TASK INSTRUCTIONS: Every line in the entries where "front" is found should be copied.

RECORDS SHOWN:
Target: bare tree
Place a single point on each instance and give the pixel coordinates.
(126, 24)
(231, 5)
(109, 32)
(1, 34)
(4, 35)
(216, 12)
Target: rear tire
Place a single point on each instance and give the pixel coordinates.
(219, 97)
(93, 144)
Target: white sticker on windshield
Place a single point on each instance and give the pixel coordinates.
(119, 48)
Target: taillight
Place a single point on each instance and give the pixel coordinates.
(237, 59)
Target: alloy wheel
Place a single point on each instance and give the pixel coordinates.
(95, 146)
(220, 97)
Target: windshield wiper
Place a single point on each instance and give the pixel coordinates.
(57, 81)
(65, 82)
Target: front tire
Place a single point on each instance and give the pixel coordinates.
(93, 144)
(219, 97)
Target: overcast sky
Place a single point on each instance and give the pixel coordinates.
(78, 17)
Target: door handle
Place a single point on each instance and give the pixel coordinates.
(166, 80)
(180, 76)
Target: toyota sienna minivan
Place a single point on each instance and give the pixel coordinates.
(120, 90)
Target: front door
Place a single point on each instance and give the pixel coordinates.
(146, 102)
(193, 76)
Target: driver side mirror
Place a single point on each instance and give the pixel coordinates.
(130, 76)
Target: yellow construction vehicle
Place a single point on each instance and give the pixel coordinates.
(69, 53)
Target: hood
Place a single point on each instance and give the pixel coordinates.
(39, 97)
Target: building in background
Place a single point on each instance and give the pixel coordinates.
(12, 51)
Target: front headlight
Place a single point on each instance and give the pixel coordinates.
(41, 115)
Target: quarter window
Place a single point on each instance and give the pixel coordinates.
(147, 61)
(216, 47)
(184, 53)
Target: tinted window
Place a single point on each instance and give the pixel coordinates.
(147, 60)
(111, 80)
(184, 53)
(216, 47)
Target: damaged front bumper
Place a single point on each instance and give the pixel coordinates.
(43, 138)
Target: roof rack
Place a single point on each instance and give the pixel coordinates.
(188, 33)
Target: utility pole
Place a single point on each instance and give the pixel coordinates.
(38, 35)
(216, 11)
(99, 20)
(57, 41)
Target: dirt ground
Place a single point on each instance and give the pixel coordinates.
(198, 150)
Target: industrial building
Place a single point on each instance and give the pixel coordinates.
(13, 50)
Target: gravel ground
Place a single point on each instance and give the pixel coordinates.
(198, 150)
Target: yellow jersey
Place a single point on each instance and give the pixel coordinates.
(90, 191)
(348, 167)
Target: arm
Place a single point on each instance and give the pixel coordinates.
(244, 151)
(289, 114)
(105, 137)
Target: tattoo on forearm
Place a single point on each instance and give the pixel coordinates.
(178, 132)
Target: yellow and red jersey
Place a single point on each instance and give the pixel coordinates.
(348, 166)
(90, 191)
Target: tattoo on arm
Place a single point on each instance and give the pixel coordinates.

RESPONSE BELOW:
Target: front tire
Target: front door
Target: front headlight
Target: damaged front bumper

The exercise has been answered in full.